Required task: Rewrite the records below, substituting "Bounding Box Service" for every occurrence of "Object Detection API" and leaving everything else unchanged.

Annotated coordinate records:
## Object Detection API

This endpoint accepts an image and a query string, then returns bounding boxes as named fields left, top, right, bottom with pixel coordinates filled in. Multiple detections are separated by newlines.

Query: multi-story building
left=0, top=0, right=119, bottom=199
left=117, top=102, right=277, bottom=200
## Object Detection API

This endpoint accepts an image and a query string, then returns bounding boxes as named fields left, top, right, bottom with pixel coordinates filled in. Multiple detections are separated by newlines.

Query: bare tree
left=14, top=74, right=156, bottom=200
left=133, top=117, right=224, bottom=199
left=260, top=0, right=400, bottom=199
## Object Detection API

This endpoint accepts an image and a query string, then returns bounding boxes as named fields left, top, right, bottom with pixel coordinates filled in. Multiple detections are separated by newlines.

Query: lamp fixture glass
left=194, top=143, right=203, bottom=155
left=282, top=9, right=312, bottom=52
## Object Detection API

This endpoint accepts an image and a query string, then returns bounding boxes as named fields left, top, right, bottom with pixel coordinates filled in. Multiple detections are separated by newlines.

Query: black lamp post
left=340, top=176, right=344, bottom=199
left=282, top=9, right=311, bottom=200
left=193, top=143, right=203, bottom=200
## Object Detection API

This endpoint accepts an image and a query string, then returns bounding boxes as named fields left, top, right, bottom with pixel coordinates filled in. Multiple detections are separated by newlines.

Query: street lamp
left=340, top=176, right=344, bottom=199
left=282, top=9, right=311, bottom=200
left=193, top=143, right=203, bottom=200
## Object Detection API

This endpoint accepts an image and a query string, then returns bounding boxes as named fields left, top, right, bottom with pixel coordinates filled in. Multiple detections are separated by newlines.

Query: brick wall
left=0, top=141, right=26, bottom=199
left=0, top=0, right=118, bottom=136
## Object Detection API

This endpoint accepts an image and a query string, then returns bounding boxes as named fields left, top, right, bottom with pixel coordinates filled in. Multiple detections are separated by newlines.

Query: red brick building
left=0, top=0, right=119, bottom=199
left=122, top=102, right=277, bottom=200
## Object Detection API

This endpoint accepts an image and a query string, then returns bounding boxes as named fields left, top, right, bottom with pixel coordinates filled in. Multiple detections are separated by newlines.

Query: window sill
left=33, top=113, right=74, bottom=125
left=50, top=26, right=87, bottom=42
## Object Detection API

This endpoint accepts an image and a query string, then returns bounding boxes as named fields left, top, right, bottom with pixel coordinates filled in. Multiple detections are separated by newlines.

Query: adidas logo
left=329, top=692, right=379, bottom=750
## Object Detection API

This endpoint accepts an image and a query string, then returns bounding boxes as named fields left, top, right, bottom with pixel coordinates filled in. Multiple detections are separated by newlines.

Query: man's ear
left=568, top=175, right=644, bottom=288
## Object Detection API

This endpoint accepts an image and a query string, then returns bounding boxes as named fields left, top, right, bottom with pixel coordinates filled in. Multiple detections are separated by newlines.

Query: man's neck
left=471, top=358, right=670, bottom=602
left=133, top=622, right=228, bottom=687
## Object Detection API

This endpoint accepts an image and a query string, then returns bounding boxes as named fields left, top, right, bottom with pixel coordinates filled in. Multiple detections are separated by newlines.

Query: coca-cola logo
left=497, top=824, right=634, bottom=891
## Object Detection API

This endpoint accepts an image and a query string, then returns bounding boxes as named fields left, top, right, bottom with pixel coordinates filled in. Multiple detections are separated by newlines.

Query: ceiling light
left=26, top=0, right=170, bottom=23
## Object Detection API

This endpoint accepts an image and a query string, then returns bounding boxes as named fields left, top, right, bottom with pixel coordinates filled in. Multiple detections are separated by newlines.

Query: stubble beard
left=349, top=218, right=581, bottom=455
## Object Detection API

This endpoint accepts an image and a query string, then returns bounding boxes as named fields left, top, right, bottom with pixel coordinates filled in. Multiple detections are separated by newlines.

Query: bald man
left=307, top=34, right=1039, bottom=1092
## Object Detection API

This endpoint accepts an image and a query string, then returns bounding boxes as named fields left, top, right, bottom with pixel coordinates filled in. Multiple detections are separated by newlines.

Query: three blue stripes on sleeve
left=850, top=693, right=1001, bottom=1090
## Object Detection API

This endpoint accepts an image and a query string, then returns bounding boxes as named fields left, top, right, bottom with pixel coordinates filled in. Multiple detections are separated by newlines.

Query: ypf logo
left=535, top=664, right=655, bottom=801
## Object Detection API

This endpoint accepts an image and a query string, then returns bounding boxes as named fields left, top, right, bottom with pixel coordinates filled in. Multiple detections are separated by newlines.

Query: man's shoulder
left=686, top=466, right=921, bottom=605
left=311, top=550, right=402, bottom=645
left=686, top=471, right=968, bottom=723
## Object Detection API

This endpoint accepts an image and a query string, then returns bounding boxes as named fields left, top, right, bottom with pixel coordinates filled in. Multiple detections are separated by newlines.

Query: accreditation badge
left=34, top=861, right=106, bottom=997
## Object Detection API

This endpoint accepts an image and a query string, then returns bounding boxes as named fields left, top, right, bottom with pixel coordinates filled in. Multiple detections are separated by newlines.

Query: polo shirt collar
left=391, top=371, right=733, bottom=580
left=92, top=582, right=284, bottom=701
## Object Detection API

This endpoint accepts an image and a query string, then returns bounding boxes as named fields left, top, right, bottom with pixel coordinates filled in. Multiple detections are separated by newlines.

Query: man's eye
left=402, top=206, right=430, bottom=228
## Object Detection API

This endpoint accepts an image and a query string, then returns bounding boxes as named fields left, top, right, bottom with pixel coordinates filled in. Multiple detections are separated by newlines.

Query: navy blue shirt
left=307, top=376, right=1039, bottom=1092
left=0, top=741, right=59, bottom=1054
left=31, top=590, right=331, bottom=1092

The response:
## Bounding Box Service

This endpoint accepts an image and a query string, then returns bounding boxes as named fields left, top, right, bottom with pixel coordinates filled in. Multiple detections are separated by newlines.

Query: multi-story building
left=0, top=0, right=119, bottom=199
left=117, top=102, right=277, bottom=200
## Bounding Box Service

This endpoint accepts an image and a query string, then returns bounding boxes as named fields left, top, right, bottom with pixel coordinates filled in. Multiple detections are separated by newlines.

Query: bare tree
left=14, top=74, right=156, bottom=200
left=133, top=117, right=224, bottom=199
left=260, top=0, right=400, bottom=199
## Bounding Box Service

This endpoint accepts an image and a query string, then returns bounding boxes as named fields left, top, right, bottom with pixel coordinates filled in. Multiple detections are separated by newlines.

Query: lamp fixture glass
left=194, top=143, right=203, bottom=155
left=282, top=9, right=312, bottom=52
## Bounding Box Service

This endpoint accepts an image and a query string, then returns bounding boxes as named fields left, top, right, bottom with pixel coordinates filled in. Multiple detections are separated by newlines.

Query: black lamp post
left=340, top=176, right=344, bottom=199
left=282, top=9, right=311, bottom=200
left=193, top=143, right=203, bottom=200
## Bounding Box Service

This endpoint accepts an image and a query string, then returns bounding boxes as named fields left, top, right, bottom with pixel coordinates filled in. Multiple detections are separated by newlines.

Query: street lamp
left=340, top=176, right=344, bottom=199
left=282, top=9, right=311, bottom=200
left=193, top=143, right=203, bottom=200
## Bounding Box Service

This endpoint accepts an image and a query string, then returns bounding boxes as named fields left, top, right, bottom with pixel coordinates filled in. Multiple detections are separated by newlines.

Query: brick wall
left=0, top=141, right=26, bottom=199
left=0, top=0, right=118, bottom=136
## Bounding Box Service

This endpoint accepts an image and a query string, then returns bounding boxes as named fields left, top, right, bottom with pixel coordinates filled in. Multiple detections are separated by newlines.

Query: red brick building
left=0, top=0, right=119, bottom=199
left=122, top=102, right=277, bottom=200
## Bounding Box Service

This endpoint accepts an image and a query string, then returns bounding boxes as named fields left, top, right, bottom with pixel coordinates filled in. Multiple detections are separated by newlines.

Query: window sill
left=33, top=113, right=74, bottom=125
left=50, top=26, right=87, bottom=42
## Bounding Box Service

This endpoint accepts an image and a query string, then returns bounding boxes as named fields left, top, right, bottom with pixel coordinates filled in. Multiple detections are separated by newlines.

Query: adidas logo
left=329, top=692, right=379, bottom=750
## Bounding Box Service

This endpoint accepts an image and a query string, then returns bounding boxes as named fields left, top, right, bottom with pixel coordinates filled in. Multiple detections are separated by newlines.

Query: man's ear
left=568, top=175, right=644, bottom=288
## Bounding Box Service

This endpoint accepts an image and a query string, then returns bounding boxes as named fields left, top, right, bottom with pixel coordinates filled in. Multiple detections are separated by newlines.

Query: man's neck
left=471, top=358, right=670, bottom=602
left=133, top=622, right=228, bottom=687
## Bounding Box Service

This endpoint accepts an image and a query string, then returns bounding boxes as named fields left, top, right, bottom with pixel coordinates filled in. Multiple detections are separated by newlines.

Query: coca-cola logo
left=497, top=824, right=634, bottom=891
## Bounding Box Service

This endpoint accepts an image and a query string, then returns bounding boxes as named fields left, top, right, bottom with pixel coordinates filled in. Multiple detections are separated by newlines.

Query: ceiling light
left=26, top=0, right=170, bottom=23
## Bounding Box Service

This endpoint accepts an image and a query string, then returns bounding boxes as named fields left, top, right, bottom with pixel coordinates filled in. Multiple detections are separated by newlines.

Query: stubble beard
left=349, top=218, right=581, bottom=455
## Bounding Box Service

This endpoint accepts an image and a query string, then returns bounding boxes as named fields left, top, right, bottom with pixel coordinates filled in. Multiple detections are separated by newlines.

Query: bald man
left=307, top=34, right=1039, bottom=1092
## Bounding Box Service

This endpoint accepts an image and a query string, then returns bounding boxes as named fields left, top, right, bottom with pixel coordinates filled in. Multiple detections are separated by newlines.

Query: three blue stripes on sleeve
left=850, top=693, right=1001, bottom=1090
## Bounding Box Service

This endpoint accepts an image and a query string, then returns bounding boxes as named fields left, top, right, bottom with pixel coordinates filled in. Multiple detections are separated by newlines.

Query: ypf logo
left=535, top=664, right=655, bottom=801
## Bounding Box Service

This endpoint accepts an image and a query string, then returns bounding boxes as named fields left, top, right, bottom with pixel coordinates filled in. Multiple detections are separated by newlines.

Query: man's shoulder
left=686, top=466, right=921, bottom=605
left=311, top=550, right=402, bottom=645
left=686, top=471, right=968, bottom=723
## Bounding Box Service

This endpoint accepts an image and a query string, then returns bounding boxes as named fields left, top, right, bottom with pixel coordinates filled in. Multiple detections are separated by newlines.

Query: accreditation badge
left=34, top=861, right=106, bottom=997
## Bounding Box Service

This endpoint accepts an image and a query string, then returns bounding boxes as named fields left, top, right, bottom with pixel coordinates filled in. Multiple detections are separated by newlines.

Query: polo shirt collar
left=391, top=371, right=733, bottom=580
left=92, top=582, right=284, bottom=701
## Bounding Box Service

This endpoint accepts an image and a query string, then returns bounding boxes as named fields left, top, right, bottom with pixel coordinates filled in. Multiple detections are separated by newlines.

Query: man's eye
left=402, top=206, right=430, bottom=228
## Bounding Box Service

This endpoint accepts an image and a query string, then returns bounding boxes as named fields left, top, right, bottom with pixel coordinates filled in. Multiple detections are separated by newlines.

Query: navy blue shirt
left=307, top=376, right=1039, bottom=1092
left=0, top=741, right=59, bottom=1054
left=31, top=590, right=331, bottom=1092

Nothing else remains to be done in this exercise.